### Entries shown
◆ ◆ ◆ ◆ ◆
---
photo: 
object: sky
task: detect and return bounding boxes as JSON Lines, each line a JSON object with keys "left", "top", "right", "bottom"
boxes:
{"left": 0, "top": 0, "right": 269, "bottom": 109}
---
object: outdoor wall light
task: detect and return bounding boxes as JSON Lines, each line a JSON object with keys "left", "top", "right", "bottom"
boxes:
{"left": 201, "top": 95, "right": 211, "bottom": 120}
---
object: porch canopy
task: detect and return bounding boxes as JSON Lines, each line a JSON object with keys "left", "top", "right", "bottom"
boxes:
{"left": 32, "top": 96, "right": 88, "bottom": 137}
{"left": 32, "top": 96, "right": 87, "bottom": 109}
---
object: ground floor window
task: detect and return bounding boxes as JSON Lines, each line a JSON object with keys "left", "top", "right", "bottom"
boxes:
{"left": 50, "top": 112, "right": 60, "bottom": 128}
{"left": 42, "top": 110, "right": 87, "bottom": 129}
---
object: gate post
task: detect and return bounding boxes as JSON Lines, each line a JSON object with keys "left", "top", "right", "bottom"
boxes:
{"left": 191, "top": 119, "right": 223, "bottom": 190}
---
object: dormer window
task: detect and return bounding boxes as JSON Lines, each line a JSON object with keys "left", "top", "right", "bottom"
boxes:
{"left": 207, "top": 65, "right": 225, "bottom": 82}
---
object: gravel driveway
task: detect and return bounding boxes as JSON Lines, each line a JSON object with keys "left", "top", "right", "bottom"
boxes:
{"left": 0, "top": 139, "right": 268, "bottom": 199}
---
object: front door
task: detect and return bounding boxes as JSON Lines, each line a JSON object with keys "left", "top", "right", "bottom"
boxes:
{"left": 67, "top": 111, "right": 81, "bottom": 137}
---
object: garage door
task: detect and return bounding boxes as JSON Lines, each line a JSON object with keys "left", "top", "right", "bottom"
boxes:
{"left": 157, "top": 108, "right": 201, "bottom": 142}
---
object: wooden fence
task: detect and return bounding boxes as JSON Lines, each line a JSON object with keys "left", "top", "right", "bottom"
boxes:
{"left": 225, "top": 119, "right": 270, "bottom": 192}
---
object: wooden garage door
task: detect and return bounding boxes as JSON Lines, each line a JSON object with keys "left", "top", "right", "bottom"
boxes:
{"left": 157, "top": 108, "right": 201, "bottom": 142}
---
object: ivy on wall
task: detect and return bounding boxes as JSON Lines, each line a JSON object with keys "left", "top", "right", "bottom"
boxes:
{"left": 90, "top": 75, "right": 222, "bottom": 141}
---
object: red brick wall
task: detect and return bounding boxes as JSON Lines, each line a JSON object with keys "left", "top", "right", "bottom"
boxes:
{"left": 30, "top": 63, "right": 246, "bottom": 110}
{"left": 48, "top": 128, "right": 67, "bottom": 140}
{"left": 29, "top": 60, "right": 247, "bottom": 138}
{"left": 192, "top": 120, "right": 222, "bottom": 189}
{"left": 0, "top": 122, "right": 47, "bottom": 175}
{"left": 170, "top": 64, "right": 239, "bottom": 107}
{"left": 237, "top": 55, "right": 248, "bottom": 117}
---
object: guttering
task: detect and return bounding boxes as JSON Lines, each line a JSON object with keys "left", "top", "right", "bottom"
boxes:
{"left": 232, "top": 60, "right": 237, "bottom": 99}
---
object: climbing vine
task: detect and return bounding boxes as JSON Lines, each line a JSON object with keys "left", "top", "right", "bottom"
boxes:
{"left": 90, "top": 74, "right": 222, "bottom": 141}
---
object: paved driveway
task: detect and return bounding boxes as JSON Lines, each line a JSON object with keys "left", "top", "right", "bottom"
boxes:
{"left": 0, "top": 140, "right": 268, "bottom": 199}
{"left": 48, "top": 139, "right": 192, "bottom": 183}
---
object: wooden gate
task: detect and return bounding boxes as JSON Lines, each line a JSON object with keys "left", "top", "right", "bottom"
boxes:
◆ ◆ ◆ ◆ ◆
### What you will do
Transcribe the records exactly as they appear.

### Answer
---
photo: 
object: sky
task: detect and return bounding boxes as JSON Lines, each line a JSON object with keys "left", "top", "right", "bottom"
boxes:
{"left": 0, "top": 0, "right": 269, "bottom": 109}
---
object: outdoor wall light
task: detect and return bounding boxes as JSON Lines, each line a JSON object with keys "left", "top", "right", "bottom"
boxes:
{"left": 201, "top": 95, "right": 211, "bottom": 120}
---
object: porch canopy
task: detect and return bounding boxes as JSON Lines, each line a JSON object with keys "left", "top", "right", "bottom"
boxes:
{"left": 32, "top": 96, "right": 88, "bottom": 137}
{"left": 32, "top": 96, "right": 87, "bottom": 109}
---
object: ground floor window
task: detect and return bounding boxes as JSON Lines, each line a JSON object with keys "left", "top", "right", "bottom"
boxes:
{"left": 50, "top": 112, "right": 60, "bottom": 128}
{"left": 42, "top": 110, "right": 87, "bottom": 129}
---
object: gate post
task: detect and return bounding boxes as JSON Lines, each line a JSON object with keys "left", "top", "right", "bottom"
boxes:
{"left": 191, "top": 119, "right": 223, "bottom": 190}
---
object: dormer window
task: detect and return bounding boxes as JSON Lines, each line a JSON object with keys "left", "top", "right", "bottom"
boxes:
{"left": 207, "top": 65, "right": 225, "bottom": 82}
---
object: gravel driveway
task: detect and return bounding boxes as JSON Lines, each line a JSON object with keys "left", "top", "right", "bottom"
boxes:
{"left": 0, "top": 139, "right": 268, "bottom": 199}
---
object: front door
task: detect and return bounding boxes as JSON Lines, each line a JSON object with keys "left", "top", "right", "bottom"
boxes:
{"left": 67, "top": 111, "right": 81, "bottom": 137}
---
object: garage door
task: detect and return bounding boxes as JSON Lines, each line a JSON object with keys "left", "top", "right", "bottom"
boxes:
{"left": 157, "top": 108, "right": 201, "bottom": 142}
---
object: wooden fence
task: detect and return bounding boxes as JSON Lines, each line a JSON object with keys "left", "top", "right", "bottom"
boxes:
{"left": 225, "top": 119, "right": 270, "bottom": 192}
---
object: wooden garage door
task: detect and return bounding boxes as JSON Lines, each line a JSON object with keys "left", "top", "right", "bottom"
boxes:
{"left": 157, "top": 108, "right": 201, "bottom": 142}
---
object: ivy on wall
task: detect and return bounding boxes as JSON Lines, each line a JSON object with keys "left", "top", "right", "bottom"
boxes:
{"left": 90, "top": 75, "right": 222, "bottom": 141}
---
object: red brick wall
task: detect and return bounding boxes as JSON Lines, each line a JSON object with keys "left", "top", "right", "bottom"
boxes:
{"left": 30, "top": 63, "right": 246, "bottom": 110}
{"left": 48, "top": 128, "right": 67, "bottom": 140}
{"left": 29, "top": 60, "right": 247, "bottom": 138}
{"left": 192, "top": 120, "right": 222, "bottom": 189}
{"left": 0, "top": 122, "right": 47, "bottom": 175}
{"left": 170, "top": 64, "right": 239, "bottom": 107}
{"left": 237, "top": 55, "right": 248, "bottom": 117}
---
object: guttering
task: detect and return bounding boxes as JSON Lines, each line a JSON object with keys "left", "top", "right", "bottom"
boxes:
{"left": 232, "top": 60, "right": 237, "bottom": 99}
---
object: climbing vine
task: detect and return bounding boxes as JSON Lines, each line a JSON object with keys "left", "top", "right", "bottom"
boxes:
{"left": 90, "top": 74, "right": 222, "bottom": 141}
---
object: paved driveway
task: detect and return bounding boxes as JSON Lines, each line a JSON object with keys "left", "top", "right", "bottom"
boxes:
{"left": 0, "top": 140, "right": 268, "bottom": 199}
{"left": 48, "top": 139, "right": 192, "bottom": 183}
---
object: wooden gate
task: detect and return bounding boxes as JSON Lines, each line a JSON object with keys "left", "top", "right", "bottom"
boxes:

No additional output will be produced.